## Énoncé A
Repérez toutes les lignes du listing où figure le mot « acoustic », en tenant compte de la casse.

## Extrait choisi
☆ ☆ ☆ ☆
Consulter Neuvième Art la revue

de l’influence de jules verne sur g.ri

Jean-Luc Guinamant

[Mai 2020]

Jusqu’au début de la Première Guerre mondiale, deux auteurs se partagent la vedette dans Les Belles Images. Pendant douze années, Georges Omry et G.Ri, c’est-à-dire Georges Mory et Victor Mousselet, y publient des centaines d’histoires, proposant notamment – à l’inverse de la plupart des autres contributeurs – des histoires à suites.

G.Ri et les histoires à suites

S’il m’est difficile de dater la première histoire de G.Ri dans Les Belles Images, n’ayant pas encore pu retrouver les premiers numéros, il semble que la dernière ait été « Les Esprits Justiciers », parue, en 18 vignettes, dans le No.1253 du 20 septembre 1928.
En ce qui concerne les histoires à suites, la dernière à paraître sous sa signature a probablement été donnée à un autre journal ; il s’agirait de « Le Tour du monde en tri-porteur », parue dans L’Aventure, périodique publié par Fayard de juin 1927 à mars 1929.

Voici les dix-huit histoires à suites qui se sont succédé dans Les Belles Images de 1905 à 1915, dans l’ordre chronologique :
- « Mythologie amusante », du No.33 au No.37 ;
- « L’Héritage de la famille Cassonade », du No.44 au No.52 ;
- « La Pilule hilarante », du No.61 au No.65 ;
- « Vacances féeriques », du No.72 au No.77 ;
- « Aventures merveilleuses », du No.85 au No.93 ;
- « Histoire fantastique du Roi Bobine XIX », du No.105 au No.114 ;
- « Au fond de la mer », du No.119 au No.128 ;
- « Dans l’infini », du No.140 au No.150 ;
- « Au royaume des jouets », du No.162 au No.171 ;
- « Dans les entrailles de la Terre », du No.178 au No.188 ;
- « Au pays des Rajahs », du No.204 au No.213 ;
- « Au pôle Nord », du No.220 au No.236 ;
- « Ce rêveur d’Oniséphore », du No.254 au No.263 ;
- « Etranges Aventures d’un Parisien en Chine », du No.340 au No.349 ;
- « Au pays de l’ogre Bouftout et de la fée Cocasse », du No.368 au No.377 ;
- « Le Savant Diplodocus à travers les siècles », du No.432 au No.442 ;
- « Le Tour du monde en Hydroaéroplane », du No.488 au No.499 ;
- « Dans La Planète Mars », du No.540 au No. 551 (août 1914 - mars 1915).

Comme l’a relevé Annie Renonciat dans l’album L’Ile de la fée Bijou (éditions 2024, 2019), l’auteur ne se prive pas de réaliser de multiples emprunts sous forme de « copie, citation, pastiche, parodie…, etc. »
Si Gustave Doré et Albert Robida ont, sans conteste, influencé G.Ri, qu’en est-il de Jules Verne, dont l’œuvre, comme l’on sait, est constituée en grande partie de romans d’aventures utilisant, ou anticipant, les progrès scientifiques au service d’un genre littéraire que nous nommons aujourd’hui science-fiction ?
☆ ☆ ☆ ☆
Entrées de données extraites
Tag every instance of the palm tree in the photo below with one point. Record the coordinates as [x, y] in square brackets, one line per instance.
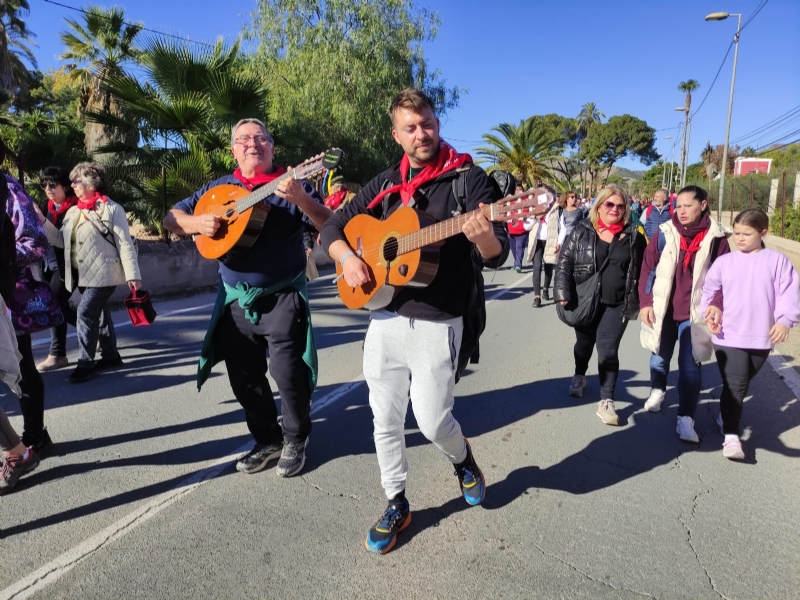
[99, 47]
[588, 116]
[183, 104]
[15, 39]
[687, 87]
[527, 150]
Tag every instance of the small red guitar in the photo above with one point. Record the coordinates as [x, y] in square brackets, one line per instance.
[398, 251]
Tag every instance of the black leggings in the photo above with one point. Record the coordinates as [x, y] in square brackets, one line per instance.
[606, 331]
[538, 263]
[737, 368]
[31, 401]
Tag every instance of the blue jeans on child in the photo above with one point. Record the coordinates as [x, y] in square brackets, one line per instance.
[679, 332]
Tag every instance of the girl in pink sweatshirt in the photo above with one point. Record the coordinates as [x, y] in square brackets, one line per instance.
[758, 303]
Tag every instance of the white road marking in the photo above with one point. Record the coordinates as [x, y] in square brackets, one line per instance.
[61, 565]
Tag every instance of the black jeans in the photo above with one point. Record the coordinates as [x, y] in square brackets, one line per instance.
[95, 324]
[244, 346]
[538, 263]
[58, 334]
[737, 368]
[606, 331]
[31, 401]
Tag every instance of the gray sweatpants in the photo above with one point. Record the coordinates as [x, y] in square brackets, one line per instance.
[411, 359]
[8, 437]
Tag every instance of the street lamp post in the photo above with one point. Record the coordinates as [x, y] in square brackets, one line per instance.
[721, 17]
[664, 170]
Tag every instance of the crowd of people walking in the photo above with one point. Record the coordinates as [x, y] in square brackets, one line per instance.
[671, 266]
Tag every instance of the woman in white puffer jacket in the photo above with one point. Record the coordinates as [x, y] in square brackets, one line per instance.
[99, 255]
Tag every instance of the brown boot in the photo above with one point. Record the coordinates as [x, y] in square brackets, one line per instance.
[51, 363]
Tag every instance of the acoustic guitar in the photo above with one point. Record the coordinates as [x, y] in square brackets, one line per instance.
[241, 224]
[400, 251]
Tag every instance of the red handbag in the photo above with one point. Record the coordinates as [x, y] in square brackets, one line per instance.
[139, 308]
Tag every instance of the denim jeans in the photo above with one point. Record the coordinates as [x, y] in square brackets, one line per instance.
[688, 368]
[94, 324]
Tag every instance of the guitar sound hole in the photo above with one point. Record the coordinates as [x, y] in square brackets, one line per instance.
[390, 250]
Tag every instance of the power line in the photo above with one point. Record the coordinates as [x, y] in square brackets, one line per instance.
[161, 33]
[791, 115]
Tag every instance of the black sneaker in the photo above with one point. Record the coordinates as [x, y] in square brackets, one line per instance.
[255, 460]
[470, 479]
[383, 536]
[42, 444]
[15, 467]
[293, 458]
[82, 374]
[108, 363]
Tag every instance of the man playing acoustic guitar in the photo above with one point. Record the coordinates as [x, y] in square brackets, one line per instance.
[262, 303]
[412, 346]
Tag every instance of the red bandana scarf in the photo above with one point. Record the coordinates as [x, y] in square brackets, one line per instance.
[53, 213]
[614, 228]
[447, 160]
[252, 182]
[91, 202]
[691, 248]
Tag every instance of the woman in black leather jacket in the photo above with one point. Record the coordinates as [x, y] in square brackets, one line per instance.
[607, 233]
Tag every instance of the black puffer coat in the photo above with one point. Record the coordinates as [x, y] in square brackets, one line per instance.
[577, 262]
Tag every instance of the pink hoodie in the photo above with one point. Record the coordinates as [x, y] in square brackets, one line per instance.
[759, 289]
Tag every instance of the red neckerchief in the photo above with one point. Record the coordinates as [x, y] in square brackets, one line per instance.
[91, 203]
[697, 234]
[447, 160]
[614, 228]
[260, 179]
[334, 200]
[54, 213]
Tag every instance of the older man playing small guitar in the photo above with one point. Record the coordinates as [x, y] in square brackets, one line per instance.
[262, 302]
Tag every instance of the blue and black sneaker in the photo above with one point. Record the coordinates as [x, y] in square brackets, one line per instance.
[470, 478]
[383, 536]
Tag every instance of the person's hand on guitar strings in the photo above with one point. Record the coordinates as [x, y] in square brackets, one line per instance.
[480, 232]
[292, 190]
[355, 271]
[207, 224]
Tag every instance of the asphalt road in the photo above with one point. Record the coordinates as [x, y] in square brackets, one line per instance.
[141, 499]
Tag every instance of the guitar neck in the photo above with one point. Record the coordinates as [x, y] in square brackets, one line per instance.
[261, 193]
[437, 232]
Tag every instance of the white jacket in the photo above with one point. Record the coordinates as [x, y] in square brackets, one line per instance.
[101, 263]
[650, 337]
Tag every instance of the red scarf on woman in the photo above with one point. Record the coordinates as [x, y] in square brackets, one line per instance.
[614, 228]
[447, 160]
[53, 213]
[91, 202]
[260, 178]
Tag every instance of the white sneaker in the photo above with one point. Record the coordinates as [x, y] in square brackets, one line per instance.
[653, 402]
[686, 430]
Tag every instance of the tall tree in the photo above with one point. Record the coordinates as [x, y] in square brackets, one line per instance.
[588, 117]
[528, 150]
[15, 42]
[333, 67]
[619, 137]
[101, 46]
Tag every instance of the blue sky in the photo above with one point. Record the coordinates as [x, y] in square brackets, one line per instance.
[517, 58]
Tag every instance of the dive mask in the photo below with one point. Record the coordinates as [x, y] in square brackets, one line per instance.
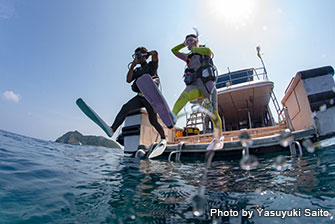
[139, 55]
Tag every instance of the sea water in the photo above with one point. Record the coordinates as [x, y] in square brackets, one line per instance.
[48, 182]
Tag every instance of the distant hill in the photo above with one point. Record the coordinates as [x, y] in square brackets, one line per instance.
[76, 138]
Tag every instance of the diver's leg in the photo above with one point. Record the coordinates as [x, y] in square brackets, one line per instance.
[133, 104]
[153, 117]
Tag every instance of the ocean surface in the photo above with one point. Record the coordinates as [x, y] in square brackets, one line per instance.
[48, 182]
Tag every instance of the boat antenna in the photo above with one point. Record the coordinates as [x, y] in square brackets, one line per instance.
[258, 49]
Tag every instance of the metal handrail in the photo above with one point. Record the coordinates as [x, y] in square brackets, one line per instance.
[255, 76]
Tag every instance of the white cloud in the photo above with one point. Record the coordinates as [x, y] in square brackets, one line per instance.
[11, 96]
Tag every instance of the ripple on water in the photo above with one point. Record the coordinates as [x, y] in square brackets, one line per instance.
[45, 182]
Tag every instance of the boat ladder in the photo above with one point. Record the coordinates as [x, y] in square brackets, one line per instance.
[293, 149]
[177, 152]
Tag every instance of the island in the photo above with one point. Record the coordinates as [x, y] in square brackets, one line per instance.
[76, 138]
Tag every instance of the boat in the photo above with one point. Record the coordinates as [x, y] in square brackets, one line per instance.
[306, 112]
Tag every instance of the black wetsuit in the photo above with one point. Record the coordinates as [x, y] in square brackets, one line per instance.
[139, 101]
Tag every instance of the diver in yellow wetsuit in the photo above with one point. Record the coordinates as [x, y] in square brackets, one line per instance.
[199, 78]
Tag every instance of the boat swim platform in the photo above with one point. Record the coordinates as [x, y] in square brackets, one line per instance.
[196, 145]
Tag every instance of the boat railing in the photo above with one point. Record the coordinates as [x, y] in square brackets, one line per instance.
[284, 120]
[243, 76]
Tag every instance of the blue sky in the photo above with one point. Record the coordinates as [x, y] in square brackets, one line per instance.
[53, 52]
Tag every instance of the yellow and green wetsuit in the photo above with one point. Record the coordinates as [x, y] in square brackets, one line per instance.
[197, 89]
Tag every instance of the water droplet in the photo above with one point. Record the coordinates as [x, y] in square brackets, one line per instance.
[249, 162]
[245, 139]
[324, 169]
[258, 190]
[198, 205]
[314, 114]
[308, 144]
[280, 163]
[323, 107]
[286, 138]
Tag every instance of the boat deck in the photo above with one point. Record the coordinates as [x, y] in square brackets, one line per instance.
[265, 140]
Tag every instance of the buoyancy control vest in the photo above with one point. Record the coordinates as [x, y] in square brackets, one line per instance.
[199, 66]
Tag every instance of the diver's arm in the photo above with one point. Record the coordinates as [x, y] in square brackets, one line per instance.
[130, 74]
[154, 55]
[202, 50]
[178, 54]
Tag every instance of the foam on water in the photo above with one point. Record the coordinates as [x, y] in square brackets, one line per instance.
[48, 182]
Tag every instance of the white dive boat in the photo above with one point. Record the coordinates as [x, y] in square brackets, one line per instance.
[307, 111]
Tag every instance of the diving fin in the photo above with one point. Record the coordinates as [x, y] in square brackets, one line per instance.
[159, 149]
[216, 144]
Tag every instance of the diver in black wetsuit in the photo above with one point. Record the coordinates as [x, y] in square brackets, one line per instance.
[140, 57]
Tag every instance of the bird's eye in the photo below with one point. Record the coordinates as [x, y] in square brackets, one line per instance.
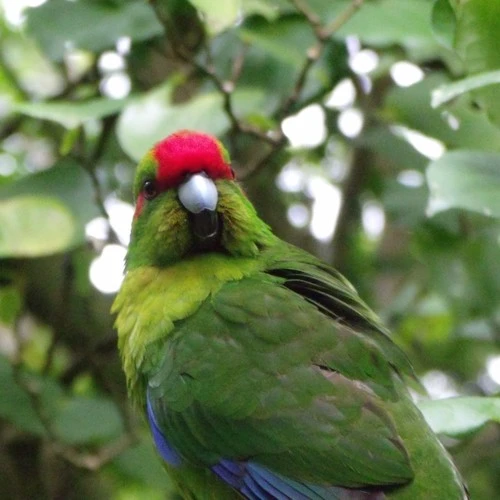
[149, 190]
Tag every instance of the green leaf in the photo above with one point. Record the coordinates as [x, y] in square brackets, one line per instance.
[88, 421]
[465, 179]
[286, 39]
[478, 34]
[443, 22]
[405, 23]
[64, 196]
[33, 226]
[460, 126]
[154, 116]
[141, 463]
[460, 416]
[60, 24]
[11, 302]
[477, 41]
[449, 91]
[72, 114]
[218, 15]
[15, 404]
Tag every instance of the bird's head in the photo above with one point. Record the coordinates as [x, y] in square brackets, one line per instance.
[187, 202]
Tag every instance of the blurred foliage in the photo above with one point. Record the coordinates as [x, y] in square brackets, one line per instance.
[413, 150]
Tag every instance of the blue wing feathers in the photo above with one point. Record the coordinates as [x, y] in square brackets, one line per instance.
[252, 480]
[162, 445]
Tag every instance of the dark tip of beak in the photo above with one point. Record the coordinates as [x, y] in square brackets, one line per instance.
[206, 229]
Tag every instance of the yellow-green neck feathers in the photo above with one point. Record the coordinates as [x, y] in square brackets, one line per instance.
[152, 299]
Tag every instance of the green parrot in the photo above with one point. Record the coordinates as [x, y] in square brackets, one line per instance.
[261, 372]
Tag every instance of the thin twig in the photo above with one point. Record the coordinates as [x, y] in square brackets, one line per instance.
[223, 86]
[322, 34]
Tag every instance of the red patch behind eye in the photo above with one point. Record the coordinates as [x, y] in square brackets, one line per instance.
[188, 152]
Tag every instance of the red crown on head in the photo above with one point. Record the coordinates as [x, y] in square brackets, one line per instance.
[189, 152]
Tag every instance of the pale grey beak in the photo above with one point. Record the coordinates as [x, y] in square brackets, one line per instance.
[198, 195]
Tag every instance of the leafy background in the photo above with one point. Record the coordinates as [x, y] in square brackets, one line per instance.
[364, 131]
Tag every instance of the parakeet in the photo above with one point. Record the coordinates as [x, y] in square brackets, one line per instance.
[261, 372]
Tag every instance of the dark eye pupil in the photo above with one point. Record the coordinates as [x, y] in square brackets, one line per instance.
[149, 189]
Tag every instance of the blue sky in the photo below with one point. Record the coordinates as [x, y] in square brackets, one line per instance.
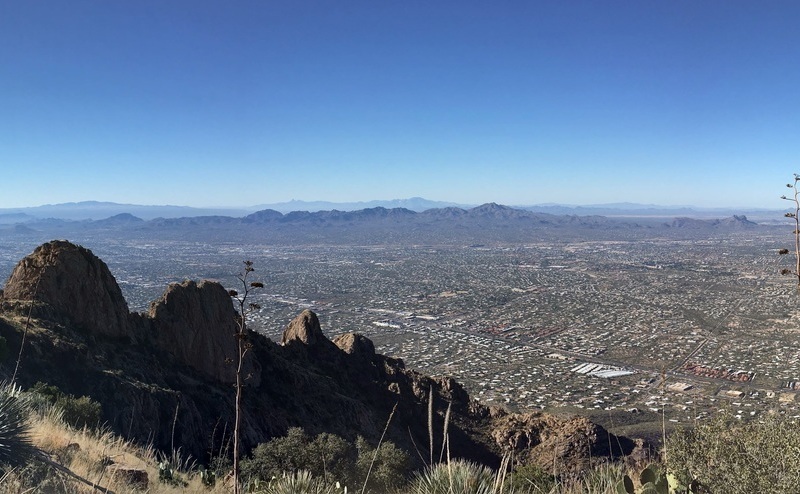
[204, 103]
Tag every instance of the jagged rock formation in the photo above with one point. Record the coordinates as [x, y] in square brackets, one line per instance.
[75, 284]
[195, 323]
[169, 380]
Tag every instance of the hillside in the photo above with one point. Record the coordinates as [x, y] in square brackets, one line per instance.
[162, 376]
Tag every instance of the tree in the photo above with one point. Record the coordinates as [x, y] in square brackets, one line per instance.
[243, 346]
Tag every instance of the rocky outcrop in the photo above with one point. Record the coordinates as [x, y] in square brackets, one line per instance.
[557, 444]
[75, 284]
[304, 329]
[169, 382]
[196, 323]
☆ ☆ ☆ ☆
## Énoncé B
Recopiez le passage de l'article sur G.Ri et Jules Verne qui s'ouvre sur les mots « S’il m’est difficile » et se clôt sur « 20 septembre 1928. ».

## Corrigé A
Tag every instance of the acoustic guitar in the photo above with one point. Record the coordinates as [x, y] in square brackets, one line per instance.
Tag every instance of the man playing acoustic guitar in the photo above with one point. Record the coordinates as [x, y] in square brackets, one line per instance.

## Corrigé B
S’il m’est difficile de dater la première histoire de G.Ri dans Les Belles Images, n’ayant pas encore pu retrouver les premiers numéros, il semble que la dernière ait été « Les Esprits Justiciers », parue, en 18 vignettes, dans le No.1253 du 20 septembre 1928.